[Start of Records]

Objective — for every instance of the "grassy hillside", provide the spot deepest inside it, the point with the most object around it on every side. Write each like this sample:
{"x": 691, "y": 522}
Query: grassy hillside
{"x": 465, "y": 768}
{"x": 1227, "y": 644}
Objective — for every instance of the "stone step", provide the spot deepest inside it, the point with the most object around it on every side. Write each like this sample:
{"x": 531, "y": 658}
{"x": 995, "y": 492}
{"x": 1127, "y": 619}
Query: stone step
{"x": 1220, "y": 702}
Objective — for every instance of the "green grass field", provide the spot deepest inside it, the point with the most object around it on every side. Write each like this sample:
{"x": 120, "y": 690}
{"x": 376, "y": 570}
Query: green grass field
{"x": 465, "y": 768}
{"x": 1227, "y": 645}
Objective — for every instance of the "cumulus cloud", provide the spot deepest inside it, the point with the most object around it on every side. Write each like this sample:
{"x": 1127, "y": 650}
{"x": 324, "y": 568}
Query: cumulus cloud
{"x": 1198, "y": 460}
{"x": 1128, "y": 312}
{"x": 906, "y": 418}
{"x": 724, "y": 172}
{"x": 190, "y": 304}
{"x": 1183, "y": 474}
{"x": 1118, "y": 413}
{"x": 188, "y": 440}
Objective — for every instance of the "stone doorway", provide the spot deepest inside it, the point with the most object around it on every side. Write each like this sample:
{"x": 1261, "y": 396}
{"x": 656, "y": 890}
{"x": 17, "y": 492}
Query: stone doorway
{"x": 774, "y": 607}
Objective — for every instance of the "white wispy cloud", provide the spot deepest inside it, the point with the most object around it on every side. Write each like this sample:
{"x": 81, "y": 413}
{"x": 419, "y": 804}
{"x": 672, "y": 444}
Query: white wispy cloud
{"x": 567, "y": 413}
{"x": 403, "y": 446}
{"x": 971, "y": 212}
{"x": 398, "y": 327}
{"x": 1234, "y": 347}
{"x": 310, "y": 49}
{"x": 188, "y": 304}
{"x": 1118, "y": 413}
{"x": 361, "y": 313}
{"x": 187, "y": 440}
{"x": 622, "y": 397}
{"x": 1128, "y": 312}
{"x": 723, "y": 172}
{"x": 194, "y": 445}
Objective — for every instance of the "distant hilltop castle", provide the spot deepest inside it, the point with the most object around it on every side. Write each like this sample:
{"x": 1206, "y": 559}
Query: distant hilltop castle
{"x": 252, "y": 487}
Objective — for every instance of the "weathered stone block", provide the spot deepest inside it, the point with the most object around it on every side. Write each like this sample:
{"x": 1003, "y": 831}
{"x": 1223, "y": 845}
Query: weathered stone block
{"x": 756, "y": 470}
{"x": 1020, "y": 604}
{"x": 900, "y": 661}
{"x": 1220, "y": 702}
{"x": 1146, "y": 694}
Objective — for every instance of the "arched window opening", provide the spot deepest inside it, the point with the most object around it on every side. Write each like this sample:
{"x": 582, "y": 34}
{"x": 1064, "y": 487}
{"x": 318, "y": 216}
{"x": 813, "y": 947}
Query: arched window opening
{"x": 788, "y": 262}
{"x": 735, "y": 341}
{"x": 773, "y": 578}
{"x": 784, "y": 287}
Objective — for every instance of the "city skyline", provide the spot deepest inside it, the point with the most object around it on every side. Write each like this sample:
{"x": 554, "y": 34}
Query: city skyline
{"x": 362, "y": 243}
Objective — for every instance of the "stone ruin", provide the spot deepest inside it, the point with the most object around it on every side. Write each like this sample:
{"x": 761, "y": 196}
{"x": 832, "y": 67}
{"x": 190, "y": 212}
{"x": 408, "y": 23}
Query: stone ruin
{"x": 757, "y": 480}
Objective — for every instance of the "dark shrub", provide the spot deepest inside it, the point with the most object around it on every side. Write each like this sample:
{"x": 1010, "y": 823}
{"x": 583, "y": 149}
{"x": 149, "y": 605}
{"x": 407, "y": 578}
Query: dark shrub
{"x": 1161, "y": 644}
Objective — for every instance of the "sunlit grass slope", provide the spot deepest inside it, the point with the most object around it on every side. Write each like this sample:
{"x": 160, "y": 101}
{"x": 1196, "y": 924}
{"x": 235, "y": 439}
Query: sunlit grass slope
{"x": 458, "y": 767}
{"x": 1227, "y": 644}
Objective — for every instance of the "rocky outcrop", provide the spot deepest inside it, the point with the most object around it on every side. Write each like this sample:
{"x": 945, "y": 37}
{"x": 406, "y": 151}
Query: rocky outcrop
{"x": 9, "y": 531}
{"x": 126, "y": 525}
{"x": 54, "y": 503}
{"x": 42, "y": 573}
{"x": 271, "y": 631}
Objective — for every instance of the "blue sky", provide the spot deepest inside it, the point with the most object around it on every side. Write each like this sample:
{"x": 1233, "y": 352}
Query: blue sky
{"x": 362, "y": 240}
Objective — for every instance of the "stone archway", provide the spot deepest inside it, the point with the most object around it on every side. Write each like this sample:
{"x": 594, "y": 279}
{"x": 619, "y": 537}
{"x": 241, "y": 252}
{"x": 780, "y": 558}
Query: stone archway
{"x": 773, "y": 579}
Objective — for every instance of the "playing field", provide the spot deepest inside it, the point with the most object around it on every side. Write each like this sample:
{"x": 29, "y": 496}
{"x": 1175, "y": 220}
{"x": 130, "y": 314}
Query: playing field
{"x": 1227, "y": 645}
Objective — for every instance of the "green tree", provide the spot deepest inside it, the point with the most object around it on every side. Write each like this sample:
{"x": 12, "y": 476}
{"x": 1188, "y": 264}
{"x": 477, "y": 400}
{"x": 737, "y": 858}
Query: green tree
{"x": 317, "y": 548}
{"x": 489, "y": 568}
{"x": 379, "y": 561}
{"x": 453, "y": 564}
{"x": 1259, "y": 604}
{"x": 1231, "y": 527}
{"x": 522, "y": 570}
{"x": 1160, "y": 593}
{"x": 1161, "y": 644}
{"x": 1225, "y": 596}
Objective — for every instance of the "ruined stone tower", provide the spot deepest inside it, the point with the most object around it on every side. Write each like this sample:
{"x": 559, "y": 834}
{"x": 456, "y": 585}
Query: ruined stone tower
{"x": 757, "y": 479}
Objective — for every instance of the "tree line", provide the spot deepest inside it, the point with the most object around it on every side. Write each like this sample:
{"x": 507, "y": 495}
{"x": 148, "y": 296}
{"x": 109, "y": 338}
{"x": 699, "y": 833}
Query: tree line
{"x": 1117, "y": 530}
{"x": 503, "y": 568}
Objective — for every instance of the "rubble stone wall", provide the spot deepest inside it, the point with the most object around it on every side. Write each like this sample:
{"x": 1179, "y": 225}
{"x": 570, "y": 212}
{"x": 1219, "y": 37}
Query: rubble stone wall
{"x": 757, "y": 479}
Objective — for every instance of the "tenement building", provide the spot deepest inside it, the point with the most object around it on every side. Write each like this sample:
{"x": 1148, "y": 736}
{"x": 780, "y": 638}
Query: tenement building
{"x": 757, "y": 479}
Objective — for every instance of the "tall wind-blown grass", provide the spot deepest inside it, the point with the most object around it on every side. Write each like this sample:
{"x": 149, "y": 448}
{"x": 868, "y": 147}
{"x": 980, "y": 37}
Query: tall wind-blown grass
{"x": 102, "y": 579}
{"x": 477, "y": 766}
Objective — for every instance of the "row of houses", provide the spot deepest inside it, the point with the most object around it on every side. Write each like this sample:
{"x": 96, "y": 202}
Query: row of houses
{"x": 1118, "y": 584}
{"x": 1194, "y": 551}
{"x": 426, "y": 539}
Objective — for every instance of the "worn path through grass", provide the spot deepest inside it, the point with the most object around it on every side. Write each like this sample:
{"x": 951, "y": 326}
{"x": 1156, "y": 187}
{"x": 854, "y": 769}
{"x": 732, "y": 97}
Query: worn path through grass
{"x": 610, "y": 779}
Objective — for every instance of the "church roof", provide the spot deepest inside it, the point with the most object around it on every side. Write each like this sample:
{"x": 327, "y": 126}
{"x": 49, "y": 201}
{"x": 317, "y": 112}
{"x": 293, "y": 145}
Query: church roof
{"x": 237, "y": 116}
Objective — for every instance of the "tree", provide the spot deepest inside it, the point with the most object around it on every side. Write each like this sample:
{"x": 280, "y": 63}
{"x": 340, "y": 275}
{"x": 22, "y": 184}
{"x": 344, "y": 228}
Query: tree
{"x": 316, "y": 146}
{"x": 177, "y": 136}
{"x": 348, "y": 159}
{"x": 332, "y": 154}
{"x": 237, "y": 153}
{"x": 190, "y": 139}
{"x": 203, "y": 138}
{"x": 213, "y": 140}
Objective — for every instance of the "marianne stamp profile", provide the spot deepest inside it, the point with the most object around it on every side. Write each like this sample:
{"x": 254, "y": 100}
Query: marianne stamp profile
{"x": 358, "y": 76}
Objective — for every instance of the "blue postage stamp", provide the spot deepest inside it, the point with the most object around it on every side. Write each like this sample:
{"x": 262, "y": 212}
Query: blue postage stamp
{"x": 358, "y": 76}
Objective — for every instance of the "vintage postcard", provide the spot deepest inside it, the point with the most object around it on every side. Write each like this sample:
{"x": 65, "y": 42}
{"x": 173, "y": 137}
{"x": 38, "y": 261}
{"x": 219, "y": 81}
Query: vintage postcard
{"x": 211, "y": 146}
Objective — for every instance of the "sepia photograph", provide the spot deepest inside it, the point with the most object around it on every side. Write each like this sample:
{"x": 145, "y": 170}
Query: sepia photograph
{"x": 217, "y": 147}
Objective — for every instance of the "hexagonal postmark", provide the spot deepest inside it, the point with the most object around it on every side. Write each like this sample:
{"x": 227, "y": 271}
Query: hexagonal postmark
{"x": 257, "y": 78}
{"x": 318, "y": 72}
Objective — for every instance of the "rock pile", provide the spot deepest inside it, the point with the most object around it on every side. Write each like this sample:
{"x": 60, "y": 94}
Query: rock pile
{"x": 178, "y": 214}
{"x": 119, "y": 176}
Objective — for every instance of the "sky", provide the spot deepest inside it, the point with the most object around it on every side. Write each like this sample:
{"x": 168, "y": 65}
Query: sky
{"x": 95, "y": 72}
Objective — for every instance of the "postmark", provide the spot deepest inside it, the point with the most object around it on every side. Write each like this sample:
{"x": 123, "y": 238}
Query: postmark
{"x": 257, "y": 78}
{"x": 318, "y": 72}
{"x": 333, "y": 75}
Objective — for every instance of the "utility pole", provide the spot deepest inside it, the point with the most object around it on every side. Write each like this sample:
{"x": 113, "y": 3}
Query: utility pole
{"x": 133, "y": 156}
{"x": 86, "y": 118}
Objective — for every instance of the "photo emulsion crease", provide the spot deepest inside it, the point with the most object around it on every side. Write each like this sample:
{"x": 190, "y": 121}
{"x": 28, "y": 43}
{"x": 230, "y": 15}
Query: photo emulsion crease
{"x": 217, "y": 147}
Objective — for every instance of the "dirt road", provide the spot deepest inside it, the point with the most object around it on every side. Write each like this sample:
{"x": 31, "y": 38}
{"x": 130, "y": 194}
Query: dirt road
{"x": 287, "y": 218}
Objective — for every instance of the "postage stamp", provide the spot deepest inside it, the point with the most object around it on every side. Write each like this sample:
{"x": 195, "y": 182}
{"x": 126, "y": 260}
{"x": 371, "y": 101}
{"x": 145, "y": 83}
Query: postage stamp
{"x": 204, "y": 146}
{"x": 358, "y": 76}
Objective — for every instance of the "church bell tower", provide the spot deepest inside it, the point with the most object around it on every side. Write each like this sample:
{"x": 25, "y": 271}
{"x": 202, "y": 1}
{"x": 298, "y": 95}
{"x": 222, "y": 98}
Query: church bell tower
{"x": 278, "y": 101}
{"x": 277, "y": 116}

[End of Records]

▶ **Stated exercise**
Pull out every line of the records above that contains the word "sepia". Matching is case-sensitive.

▶ **Correct result**
Objective — for every instance of the "sepia photograph", provide the spot deepest inside it, the point with the most object around it on every side. Write each like this sample:
Query: sepia photograph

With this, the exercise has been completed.